▶ _Consigne_
Recopiez les lignes allant de celle qui contient « the door threshold » jusqu'à celle qui contient « pixel 608 410 », en remplaçant « area rug » par « floor carpet » sans rien modifier d'autre. N'incluez pas les images dans votre réponse.

--------

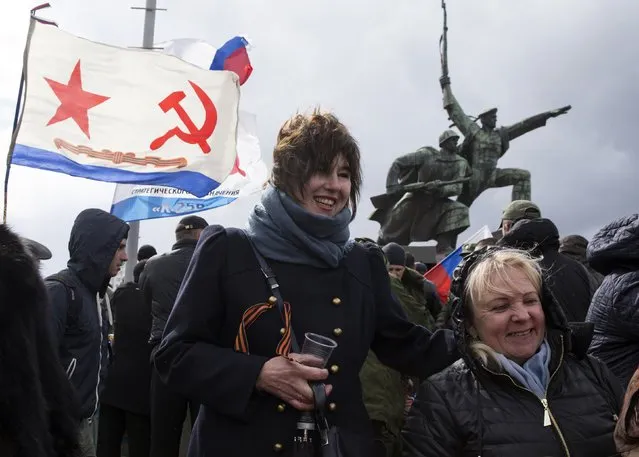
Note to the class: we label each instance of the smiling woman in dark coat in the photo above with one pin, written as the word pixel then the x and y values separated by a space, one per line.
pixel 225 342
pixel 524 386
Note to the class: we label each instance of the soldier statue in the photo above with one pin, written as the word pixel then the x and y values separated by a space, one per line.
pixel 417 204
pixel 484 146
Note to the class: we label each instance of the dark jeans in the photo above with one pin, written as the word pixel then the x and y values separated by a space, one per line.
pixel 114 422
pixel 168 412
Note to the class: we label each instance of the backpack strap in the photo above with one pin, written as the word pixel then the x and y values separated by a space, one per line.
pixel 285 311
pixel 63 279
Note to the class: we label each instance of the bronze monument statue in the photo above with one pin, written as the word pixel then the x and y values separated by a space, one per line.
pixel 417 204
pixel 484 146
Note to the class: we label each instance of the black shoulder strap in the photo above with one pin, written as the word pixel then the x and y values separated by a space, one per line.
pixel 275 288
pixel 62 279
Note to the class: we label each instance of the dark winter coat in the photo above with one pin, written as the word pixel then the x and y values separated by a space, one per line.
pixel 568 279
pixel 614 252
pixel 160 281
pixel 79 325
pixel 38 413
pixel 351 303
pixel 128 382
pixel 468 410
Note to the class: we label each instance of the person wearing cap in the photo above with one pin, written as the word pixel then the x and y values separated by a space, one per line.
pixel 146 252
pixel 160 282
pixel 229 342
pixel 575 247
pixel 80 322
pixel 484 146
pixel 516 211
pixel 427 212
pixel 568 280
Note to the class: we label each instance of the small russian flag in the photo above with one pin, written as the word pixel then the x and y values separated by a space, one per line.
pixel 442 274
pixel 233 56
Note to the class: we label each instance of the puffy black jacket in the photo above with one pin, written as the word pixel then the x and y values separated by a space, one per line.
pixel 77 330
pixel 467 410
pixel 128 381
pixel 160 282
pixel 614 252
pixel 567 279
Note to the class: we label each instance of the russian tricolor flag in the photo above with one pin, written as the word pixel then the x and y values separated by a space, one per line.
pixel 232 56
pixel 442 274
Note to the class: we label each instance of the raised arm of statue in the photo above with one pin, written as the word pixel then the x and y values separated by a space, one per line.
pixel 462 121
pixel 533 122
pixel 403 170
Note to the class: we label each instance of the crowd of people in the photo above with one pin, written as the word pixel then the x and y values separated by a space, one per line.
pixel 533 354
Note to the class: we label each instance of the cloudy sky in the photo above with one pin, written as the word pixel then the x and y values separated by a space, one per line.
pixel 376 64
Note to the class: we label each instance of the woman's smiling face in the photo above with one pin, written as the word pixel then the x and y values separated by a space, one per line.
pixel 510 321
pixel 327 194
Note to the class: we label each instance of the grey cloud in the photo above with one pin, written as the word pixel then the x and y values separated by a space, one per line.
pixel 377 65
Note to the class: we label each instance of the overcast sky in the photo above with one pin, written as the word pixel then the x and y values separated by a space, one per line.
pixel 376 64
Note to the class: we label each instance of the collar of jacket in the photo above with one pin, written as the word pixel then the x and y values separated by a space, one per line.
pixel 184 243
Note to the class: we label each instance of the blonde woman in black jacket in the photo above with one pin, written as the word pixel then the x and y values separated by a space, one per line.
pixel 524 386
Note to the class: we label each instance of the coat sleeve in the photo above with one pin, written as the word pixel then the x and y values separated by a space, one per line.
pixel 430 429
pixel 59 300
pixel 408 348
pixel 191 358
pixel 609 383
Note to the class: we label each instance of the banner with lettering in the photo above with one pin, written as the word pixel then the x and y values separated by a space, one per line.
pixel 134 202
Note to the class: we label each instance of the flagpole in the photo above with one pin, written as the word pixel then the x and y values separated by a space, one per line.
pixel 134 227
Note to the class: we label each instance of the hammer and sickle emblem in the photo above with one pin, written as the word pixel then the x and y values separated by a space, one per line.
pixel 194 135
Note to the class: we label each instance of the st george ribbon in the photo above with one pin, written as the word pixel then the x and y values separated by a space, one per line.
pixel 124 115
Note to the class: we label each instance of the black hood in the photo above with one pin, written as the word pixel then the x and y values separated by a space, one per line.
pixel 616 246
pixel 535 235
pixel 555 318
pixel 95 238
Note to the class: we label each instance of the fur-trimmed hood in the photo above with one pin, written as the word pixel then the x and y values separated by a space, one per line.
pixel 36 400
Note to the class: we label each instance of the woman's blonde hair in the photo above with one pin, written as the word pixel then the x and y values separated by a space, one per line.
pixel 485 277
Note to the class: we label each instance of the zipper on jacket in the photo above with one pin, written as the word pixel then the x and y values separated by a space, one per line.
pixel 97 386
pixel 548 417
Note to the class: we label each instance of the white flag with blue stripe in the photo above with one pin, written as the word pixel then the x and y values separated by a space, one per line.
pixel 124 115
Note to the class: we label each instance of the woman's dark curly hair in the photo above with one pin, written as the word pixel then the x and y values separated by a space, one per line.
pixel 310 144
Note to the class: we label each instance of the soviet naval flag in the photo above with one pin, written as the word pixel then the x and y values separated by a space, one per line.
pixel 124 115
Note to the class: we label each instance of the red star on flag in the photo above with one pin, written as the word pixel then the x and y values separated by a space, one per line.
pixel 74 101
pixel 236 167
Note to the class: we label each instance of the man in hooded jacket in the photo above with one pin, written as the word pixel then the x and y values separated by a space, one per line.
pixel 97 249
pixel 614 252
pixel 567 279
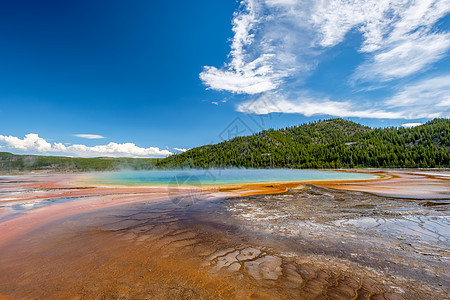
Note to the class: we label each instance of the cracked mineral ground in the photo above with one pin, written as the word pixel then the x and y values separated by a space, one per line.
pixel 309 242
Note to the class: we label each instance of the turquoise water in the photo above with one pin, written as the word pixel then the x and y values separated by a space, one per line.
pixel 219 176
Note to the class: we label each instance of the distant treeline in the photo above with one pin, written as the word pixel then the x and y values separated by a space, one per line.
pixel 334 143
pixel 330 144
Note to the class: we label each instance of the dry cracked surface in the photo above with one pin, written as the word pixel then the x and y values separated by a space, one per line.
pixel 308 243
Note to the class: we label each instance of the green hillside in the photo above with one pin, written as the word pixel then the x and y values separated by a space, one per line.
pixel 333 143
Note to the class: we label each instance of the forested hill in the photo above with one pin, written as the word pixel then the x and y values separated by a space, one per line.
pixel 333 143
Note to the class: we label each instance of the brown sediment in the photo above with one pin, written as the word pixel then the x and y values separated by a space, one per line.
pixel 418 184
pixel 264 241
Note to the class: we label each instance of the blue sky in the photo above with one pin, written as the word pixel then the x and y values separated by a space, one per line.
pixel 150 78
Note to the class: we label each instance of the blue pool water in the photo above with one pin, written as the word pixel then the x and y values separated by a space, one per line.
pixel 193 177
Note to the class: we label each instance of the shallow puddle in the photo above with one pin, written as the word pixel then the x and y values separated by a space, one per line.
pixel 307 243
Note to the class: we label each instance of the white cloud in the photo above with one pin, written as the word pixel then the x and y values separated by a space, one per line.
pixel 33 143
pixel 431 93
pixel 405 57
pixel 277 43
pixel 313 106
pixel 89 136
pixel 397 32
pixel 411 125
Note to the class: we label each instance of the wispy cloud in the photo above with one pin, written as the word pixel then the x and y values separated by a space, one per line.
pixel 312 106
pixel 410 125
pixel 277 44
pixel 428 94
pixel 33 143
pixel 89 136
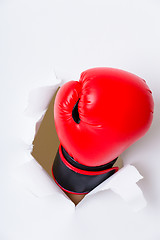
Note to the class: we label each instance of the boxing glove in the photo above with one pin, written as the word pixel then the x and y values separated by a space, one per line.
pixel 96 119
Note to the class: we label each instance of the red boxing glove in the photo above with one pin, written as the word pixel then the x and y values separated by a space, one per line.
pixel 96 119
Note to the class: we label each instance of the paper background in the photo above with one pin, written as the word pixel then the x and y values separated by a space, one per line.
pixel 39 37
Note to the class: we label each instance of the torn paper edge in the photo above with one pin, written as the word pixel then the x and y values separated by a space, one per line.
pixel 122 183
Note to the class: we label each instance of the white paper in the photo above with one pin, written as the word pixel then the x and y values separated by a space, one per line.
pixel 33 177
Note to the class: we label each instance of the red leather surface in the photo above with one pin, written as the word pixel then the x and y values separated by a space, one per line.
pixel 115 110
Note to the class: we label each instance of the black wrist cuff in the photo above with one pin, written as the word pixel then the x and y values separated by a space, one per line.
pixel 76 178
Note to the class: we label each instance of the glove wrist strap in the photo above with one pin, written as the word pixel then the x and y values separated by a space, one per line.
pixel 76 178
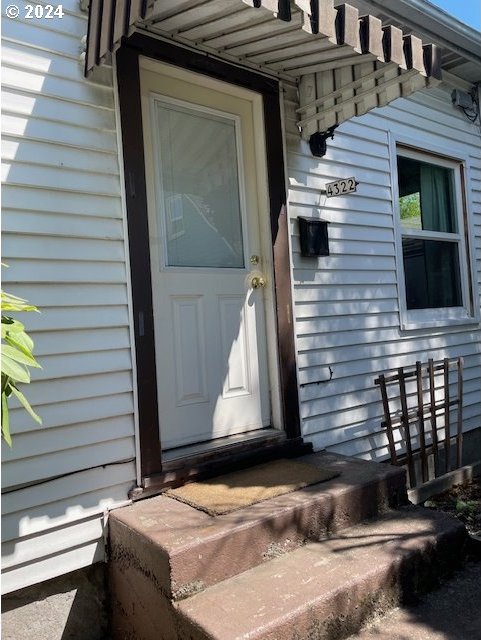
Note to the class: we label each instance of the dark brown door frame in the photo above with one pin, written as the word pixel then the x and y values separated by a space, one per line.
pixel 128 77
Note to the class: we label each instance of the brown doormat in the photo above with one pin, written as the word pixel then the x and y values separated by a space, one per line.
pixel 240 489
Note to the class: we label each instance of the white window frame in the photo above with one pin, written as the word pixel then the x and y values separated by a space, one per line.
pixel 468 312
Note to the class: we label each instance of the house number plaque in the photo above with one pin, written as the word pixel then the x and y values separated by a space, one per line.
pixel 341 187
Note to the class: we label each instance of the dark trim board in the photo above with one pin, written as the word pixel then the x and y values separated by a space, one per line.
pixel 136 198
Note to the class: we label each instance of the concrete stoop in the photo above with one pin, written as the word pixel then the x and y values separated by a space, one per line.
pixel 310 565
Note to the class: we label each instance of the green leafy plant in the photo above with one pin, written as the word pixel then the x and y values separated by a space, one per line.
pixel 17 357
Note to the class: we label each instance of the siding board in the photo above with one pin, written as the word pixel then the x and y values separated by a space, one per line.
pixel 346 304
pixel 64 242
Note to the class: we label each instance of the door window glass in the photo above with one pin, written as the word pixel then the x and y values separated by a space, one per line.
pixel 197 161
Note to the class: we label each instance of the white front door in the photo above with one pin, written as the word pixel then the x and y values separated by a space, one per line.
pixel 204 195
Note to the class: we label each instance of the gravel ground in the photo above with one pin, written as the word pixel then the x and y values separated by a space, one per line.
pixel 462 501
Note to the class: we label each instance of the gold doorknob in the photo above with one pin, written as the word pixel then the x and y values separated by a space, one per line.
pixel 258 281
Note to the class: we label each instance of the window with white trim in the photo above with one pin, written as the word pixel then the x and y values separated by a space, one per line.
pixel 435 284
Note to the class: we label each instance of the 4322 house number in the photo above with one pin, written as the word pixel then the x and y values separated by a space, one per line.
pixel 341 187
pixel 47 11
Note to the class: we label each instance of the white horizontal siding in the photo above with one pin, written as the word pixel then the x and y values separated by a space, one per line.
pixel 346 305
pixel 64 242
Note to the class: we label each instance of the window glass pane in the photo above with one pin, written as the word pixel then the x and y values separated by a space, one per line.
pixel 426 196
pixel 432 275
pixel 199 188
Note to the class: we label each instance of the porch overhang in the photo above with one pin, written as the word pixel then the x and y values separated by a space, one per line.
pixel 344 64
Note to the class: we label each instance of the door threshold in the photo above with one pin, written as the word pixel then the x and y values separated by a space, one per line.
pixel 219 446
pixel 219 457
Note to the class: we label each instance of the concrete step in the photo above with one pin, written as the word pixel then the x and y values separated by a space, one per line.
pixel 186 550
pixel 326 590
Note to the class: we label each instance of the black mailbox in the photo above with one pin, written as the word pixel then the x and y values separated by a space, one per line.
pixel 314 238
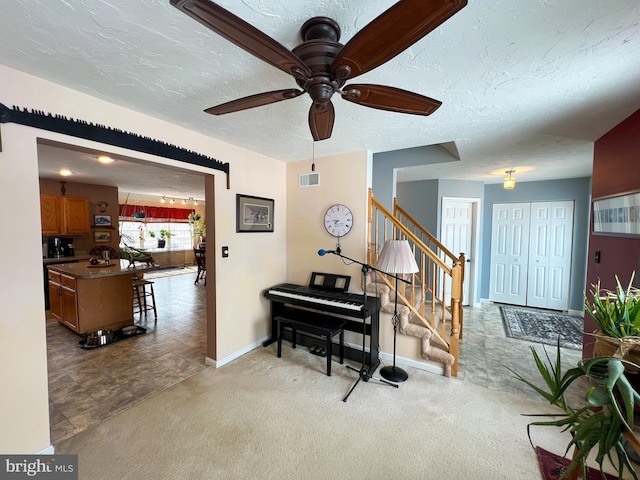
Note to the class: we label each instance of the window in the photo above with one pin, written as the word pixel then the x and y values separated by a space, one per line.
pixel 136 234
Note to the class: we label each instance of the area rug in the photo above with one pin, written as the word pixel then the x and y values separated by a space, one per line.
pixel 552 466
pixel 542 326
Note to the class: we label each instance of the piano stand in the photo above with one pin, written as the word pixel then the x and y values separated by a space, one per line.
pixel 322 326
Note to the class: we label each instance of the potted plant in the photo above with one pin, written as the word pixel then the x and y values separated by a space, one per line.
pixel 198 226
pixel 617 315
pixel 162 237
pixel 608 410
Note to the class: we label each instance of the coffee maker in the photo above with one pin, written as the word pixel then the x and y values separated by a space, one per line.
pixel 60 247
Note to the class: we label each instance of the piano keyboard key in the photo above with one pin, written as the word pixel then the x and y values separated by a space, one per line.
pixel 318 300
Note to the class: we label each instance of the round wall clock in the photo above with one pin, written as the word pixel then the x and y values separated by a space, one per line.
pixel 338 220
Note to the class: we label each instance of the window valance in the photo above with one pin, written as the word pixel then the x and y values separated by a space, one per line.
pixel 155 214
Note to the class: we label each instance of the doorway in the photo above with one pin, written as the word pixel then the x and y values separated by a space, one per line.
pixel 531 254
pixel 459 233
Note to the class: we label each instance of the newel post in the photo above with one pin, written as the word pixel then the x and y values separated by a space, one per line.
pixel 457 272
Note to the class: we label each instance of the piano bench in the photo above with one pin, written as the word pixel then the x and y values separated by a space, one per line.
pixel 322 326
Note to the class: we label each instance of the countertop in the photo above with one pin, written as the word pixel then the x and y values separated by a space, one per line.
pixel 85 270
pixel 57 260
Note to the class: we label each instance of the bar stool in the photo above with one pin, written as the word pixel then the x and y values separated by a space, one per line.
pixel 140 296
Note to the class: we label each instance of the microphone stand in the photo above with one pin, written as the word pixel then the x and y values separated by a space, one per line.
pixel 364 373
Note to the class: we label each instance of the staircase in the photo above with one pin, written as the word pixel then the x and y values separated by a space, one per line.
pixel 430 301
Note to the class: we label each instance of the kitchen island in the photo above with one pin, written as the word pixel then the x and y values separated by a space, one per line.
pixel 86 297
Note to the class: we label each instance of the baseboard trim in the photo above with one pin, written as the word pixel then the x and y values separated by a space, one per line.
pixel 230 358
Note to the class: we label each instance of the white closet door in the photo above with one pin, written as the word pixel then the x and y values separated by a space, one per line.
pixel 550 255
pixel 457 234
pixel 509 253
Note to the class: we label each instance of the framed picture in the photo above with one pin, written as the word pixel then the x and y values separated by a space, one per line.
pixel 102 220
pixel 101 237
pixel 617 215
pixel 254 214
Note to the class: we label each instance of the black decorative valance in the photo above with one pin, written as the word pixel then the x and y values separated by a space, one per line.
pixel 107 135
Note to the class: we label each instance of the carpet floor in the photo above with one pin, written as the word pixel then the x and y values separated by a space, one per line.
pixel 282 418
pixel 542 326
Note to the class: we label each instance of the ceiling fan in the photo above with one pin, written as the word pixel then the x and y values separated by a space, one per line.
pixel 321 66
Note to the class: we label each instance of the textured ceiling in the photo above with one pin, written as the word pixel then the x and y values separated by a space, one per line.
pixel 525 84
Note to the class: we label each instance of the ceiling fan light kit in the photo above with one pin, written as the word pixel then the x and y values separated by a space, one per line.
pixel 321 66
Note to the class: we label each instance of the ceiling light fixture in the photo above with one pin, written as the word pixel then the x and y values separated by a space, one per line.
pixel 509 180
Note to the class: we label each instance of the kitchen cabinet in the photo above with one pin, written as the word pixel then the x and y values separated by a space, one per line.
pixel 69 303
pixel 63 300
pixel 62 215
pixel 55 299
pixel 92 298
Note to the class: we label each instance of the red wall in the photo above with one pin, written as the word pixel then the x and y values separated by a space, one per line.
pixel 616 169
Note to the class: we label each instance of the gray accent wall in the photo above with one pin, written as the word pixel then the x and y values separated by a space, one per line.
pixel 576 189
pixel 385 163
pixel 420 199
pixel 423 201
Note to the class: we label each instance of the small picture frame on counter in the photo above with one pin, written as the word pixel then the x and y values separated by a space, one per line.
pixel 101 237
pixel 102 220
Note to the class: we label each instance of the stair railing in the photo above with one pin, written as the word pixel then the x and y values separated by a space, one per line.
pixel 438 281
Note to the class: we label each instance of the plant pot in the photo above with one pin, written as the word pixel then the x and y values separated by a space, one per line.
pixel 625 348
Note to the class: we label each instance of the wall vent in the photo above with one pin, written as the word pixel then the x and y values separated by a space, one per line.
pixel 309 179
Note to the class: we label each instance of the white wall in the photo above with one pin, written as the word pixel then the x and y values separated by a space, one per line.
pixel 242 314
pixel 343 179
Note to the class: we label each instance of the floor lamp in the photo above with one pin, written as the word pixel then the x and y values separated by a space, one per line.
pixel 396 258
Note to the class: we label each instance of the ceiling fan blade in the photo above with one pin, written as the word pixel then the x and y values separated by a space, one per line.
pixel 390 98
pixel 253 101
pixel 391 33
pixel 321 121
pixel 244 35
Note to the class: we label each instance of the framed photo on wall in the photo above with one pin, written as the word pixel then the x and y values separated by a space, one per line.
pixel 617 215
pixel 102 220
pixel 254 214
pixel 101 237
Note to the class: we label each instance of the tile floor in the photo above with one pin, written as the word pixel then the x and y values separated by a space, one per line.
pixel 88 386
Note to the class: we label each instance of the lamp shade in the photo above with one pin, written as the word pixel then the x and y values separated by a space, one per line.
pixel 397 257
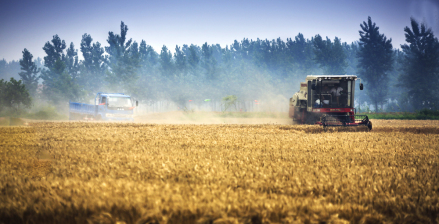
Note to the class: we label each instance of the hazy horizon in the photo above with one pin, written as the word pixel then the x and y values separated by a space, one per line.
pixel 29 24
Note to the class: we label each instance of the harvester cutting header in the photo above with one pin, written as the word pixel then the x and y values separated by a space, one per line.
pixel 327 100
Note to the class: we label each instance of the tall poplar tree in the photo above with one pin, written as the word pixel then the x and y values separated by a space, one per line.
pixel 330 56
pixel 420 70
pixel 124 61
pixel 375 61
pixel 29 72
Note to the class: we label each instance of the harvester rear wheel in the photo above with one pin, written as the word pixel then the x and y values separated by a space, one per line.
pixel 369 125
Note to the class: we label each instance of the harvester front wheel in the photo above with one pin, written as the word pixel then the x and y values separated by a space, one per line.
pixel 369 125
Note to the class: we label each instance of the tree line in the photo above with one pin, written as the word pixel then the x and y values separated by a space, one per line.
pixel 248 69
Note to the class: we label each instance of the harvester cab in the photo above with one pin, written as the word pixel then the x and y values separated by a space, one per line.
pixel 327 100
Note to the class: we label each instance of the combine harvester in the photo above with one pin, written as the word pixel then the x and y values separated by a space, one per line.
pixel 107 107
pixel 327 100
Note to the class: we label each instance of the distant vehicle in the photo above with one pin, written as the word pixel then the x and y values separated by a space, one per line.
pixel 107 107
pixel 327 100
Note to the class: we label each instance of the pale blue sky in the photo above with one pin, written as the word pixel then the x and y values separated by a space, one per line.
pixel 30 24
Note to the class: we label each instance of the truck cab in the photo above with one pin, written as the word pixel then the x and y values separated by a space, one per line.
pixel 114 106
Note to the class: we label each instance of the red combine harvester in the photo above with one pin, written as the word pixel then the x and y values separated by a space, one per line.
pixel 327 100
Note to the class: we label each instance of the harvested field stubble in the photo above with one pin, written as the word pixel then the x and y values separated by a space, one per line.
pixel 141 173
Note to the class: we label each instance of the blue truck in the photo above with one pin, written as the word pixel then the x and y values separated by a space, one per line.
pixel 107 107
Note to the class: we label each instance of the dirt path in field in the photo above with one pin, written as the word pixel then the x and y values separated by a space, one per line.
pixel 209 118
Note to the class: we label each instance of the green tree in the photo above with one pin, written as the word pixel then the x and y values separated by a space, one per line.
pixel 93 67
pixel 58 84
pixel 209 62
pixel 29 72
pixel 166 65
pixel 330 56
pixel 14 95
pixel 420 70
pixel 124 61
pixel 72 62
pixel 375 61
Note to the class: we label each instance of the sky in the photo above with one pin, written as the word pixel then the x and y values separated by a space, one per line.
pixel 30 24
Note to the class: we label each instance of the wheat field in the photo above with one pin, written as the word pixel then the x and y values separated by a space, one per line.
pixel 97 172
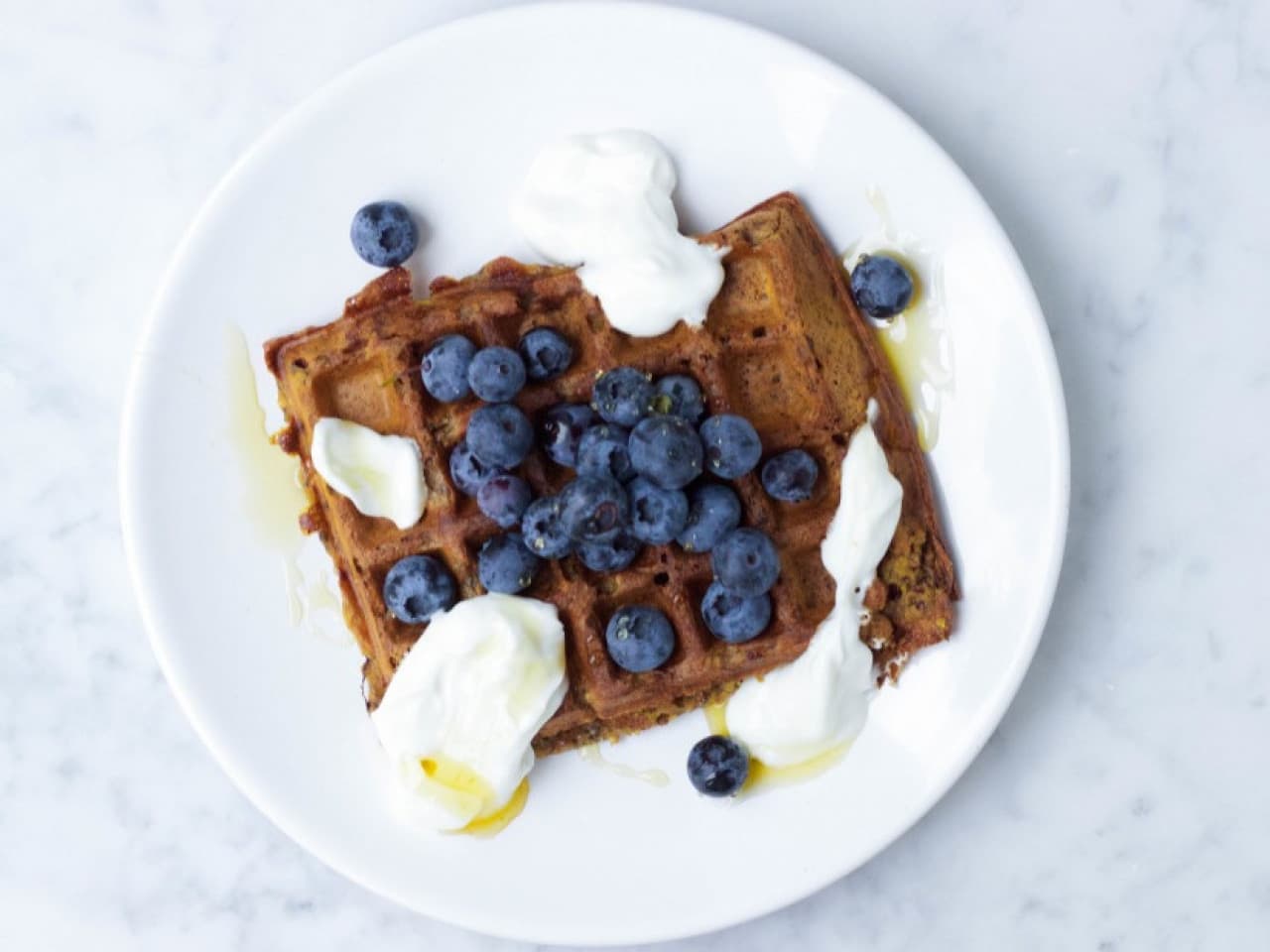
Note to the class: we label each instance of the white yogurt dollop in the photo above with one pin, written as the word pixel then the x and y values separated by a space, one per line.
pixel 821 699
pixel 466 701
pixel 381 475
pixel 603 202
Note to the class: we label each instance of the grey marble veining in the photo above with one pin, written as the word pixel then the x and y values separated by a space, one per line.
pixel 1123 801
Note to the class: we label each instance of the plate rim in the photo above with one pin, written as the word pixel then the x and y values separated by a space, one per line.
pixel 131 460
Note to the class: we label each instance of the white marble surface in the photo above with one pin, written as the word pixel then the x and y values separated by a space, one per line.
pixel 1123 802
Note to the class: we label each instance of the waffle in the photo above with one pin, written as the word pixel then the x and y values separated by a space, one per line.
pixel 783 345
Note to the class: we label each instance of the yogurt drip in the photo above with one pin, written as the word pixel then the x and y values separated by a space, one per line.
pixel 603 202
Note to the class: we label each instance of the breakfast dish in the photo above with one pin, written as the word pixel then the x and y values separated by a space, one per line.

--------

▶ _Réponse proposée_
Note to the class: we label each instance of the door threshold in the photo above with one pin, written as the word pixel then the x and y values separated by a space, one per line.
pixel 219 446
pixel 219 457
Note to the class: we label each instance of the concrete step in the photo above with one pin, written as the word pixel then the x and y values separated by a space, one per line.
pixel 186 550
pixel 326 590
Note to the class: we label each instance of the black mailbox in the photo above with one pin, written as the word pixel then the x and y values separated by a space, one per line.
pixel 314 238
Note to the class: we label each instance of the window in the photo above with one pin, written as the word pixel then the x and y values separated by a space, one per line.
pixel 136 234
Note to the class: we label each instance of the floor carpet in the photo above with one pin, written as the word pixel then the x and y values separated by a space, one per line.
pixel 552 466
pixel 542 326
Note to the class: we label each instance of the piano stand in the photo above with one pin, written as the word pixel then the x and y values separated by a space, one per line.
pixel 322 326
Note to the class: we label each instance of the potted plant in the photo above with one pin, written as the word pixel then the x and y values separated by a space, one per line.
pixel 198 226
pixel 617 315
pixel 162 237
pixel 608 410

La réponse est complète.